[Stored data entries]
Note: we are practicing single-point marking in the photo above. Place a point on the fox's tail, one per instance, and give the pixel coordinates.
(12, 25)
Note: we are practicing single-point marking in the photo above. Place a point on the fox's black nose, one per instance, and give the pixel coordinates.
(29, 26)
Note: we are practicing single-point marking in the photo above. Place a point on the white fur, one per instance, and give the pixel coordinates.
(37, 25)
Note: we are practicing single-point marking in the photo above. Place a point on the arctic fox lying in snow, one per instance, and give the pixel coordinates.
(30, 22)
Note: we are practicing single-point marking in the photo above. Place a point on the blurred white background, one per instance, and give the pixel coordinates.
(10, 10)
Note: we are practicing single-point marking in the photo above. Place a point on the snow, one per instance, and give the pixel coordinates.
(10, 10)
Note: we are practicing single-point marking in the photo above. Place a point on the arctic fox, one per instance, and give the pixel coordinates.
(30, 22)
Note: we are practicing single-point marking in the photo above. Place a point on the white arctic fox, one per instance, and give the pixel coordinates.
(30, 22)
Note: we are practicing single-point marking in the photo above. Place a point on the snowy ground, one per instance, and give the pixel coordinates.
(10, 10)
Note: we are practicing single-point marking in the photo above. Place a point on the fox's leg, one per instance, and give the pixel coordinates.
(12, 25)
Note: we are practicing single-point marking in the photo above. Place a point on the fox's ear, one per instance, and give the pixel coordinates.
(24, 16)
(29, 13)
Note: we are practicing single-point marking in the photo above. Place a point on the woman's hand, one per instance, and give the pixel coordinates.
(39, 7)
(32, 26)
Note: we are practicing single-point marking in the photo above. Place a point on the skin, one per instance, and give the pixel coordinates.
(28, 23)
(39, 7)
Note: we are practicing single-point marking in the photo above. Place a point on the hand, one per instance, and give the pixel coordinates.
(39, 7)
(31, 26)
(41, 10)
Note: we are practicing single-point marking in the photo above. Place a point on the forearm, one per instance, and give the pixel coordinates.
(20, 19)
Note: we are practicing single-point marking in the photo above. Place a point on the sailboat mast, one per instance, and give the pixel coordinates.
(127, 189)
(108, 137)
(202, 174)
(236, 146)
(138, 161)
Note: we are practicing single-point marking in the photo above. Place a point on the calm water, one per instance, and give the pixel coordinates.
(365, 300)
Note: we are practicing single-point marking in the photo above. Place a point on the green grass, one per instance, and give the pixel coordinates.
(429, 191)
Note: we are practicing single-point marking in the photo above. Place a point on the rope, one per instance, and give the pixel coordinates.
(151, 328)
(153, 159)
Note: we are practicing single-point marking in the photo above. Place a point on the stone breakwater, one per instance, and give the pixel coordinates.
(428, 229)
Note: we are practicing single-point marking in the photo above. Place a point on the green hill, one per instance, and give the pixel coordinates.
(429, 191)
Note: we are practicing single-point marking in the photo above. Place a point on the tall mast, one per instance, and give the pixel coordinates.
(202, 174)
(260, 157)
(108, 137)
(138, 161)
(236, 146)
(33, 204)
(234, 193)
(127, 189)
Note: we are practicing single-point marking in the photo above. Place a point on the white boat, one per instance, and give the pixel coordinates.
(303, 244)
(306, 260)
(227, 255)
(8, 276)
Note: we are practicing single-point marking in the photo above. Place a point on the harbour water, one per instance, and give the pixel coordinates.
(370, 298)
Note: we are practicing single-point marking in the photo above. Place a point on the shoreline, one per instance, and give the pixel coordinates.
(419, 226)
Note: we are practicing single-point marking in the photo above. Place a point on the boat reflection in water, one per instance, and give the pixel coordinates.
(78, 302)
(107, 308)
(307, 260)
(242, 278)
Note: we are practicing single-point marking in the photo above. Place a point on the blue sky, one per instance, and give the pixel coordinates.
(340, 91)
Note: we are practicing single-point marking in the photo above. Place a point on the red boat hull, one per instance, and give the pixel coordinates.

### Directions for this task
Format every line above as a Markdown table with two columns, No. and Line. Number the rows in order and omit any blank lines.

### Exercise output
| No. | Line |
|---|---|
| 1 | Note: we are practicing single-point marking in the photo above. Place a point on the fox's tail, one per instance, and give the pixel coordinates. |
| 2 | (12, 25) |
| 3 | Note: we are practicing single-point marking in the photo above. Place a point on the fox's black nose, one per instance, and give the pixel coordinates. |
| 4 | (29, 26) |
| 5 | Note: we are practicing single-point marking in the photo above. Place a point on the white fur, one per instance, and give the pixel coordinates. |
| 6 | (37, 25) |
| 7 | Note: we are practicing single-point marking in the photo above. Place a point on the arctic fox lying in snow, one per instance, and give the pixel coordinates. |
| 8 | (30, 22) |
| 9 | Note: we are practicing single-point marking in the photo above. Place a point on the blurred white background, one per instance, and give the pixel coordinates. |
| 10 | (10, 10) |
| 11 | Note: we are practicing single-point marking in the photo above. Place a point on the snow, one per instance, and give the pixel coordinates. |
| 12 | (10, 10) |
| 13 | Note: we are practicing single-point marking in the photo above. Place a point on the arctic fox, one per instance, and give the pixel coordinates. |
| 14 | (30, 22) |
| 15 | Note: we are practicing single-point marking in the photo above. Place a point on the white arctic fox, one per instance, and give the pixel coordinates. |
| 16 | (30, 22) |
| 17 | Note: we are practicing single-point marking in the photo above. Place a point on the snowy ground, one per instance, and give the pixel coordinates. |
| 18 | (10, 10) |
| 19 | Note: we are practicing single-point marking in the photo above. Place a point on the fox's leg, one per instance, and give the pixel coordinates. |
| 20 | (12, 25) |
| 21 | Note: we are practicing single-point marking in the photo above. Place a point on the fox's ear, one per instance, and give the pixel coordinates. |
| 22 | (24, 16) |
| 23 | (29, 13) |
| 24 | Note: we are practicing single-point marking in the photo above. Place a point on the woman's hand, one per instance, and give the pixel coordinates. |
| 25 | (39, 7) |
| 26 | (32, 26) |
| 27 | Note: we are practicing single-point marking in the photo above. Place a point on the skin, one per instance, and give the pixel coordinates. |
| 28 | (28, 23) |
| 29 | (39, 7) |
| 30 | Note: we are practicing single-point marking in the photo above. Place a point on the hand, one per instance, and give the pixel coordinates. |
| 31 | (39, 7) |
| 32 | (31, 26) |
| 33 | (41, 10) |
| 34 | Note: we are practicing single-point marking in the photo above. Place a point on the forearm, one per instance, and give the pixel coordinates. |
| 35 | (20, 19) |
| 36 | Note: we are practicing single-point marking in the photo above. Place a point on the sailboat mast, one per instance, and give the pixel coordinates. |
| 37 | (127, 189) |
| 38 | (108, 137) |
| 39 | (202, 174) |
| 40 | (236, 146) |
| 41 | (138, 161) |
| 42 | Note: we are practicing single-point marking in the photo above. Place a point on the calm water, one per instance, and give the pixel coordinates. |
| 43 | (365, 300) |
| 44 | Note: we are practicing single-point marking in the photo above. Place a point on the green grass, one per instance, and give the pixel coordinates. |
| 45 | (429, 191) |
| 46 | Note: we are practicing single-point marking in the photo above. Place a point on the rope, one per instance, and give the pixel coordinates. |
| 47 | (151, 328) |
| 48 | (153, 159) |
| 49 | Note: we are practicing single-point marking in the photo above. Place a point on the stone breakwater, one per instance, and give the pixel coordinates. |
| 50 | (428, 229) |
| 51 | Note: we are practicing single-point marking in the photo above. Place a point on the green hill, one per instance, and give the pixel coordinates. |
| 52 | (429, 191) |
| 53 | Note: we are practicing single-point marking in the photo above. Place a point on the tall mast, one per instance, and give the pixel coordinates. |
| 54 | (202, 174) |
| 55 | (260, 157) |
| 56 | (108, 137) |
| 57 | (138, 161) |
| 58 | (236, 146) |
| 59 | (33, 204) |
| 60 | (234, 193) |
| 61 | (127, 189) |
| 62 | Note: we are practicing single-point marking in the photo above. Place a point on the white boat, one per instance, and give the pixel coordinates. |
| 63 | (303, 244) |
| 64 | (306, 260) |
| 65 | (227, 255) |
| 66 | (8, 276) |
| 67 | Note: we are practicing single-point marking in the photo above. Place a point on the harbour water, one per instance, and give the pixel coordinates. |
| 68 | (370, 298) |
| 69 | Note: we are practicing single-point marking in the photo above. Place a point on the shoreline, one per instance, and give the pixel coordinates. |
| 70 | (419, 226) |
| 71 | Note: we are practicing single-point marking in the photo above. Place a point on the boat reflection in water, one per instance, and give the pixel coordinates. |
| 72 | (78, 302) |
| 73 | (107, 308) |
| 74 | (307, 260) |
| 75 | (242, 278) |
| 76 | Note: we are practicing single-point marking in the photo above. Place a point on the blue sky, one per instance, and give the pixel coordinates. |
| 77 | (340, 91) |
| 78 | Note: we are practicing single-point marking in the photo above. Place a point on the red boat hull, one per instance, and give the pixel coordinates. |